● **DATA FOR THIS EXERCISE**:
+-------+

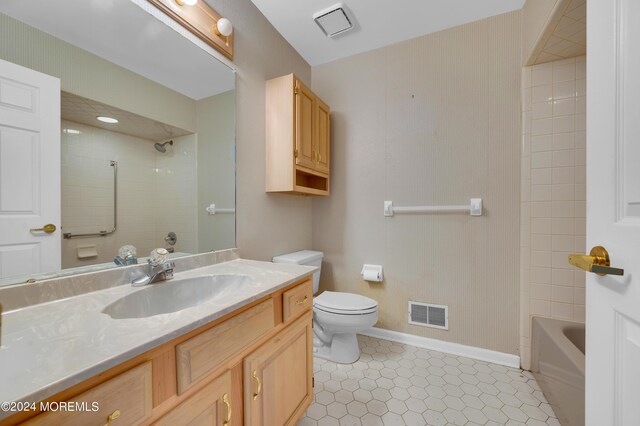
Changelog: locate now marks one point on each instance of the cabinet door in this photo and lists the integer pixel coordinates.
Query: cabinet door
(322, 136)
(211, 405)
(278, 377)
(305, 102)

+-------+

● **PROBLEM TO SOLVE**: Print the data word for word and omit the pictures.

● **WRITTEN SOLUTION**:
Changelog: locate now marks one point on each instance of the cabinet door in this photo and lists the integer pixel coordinates.
Query: cabinet door
(322, 136)
(211, 405)
(278, 377)
(305, 102)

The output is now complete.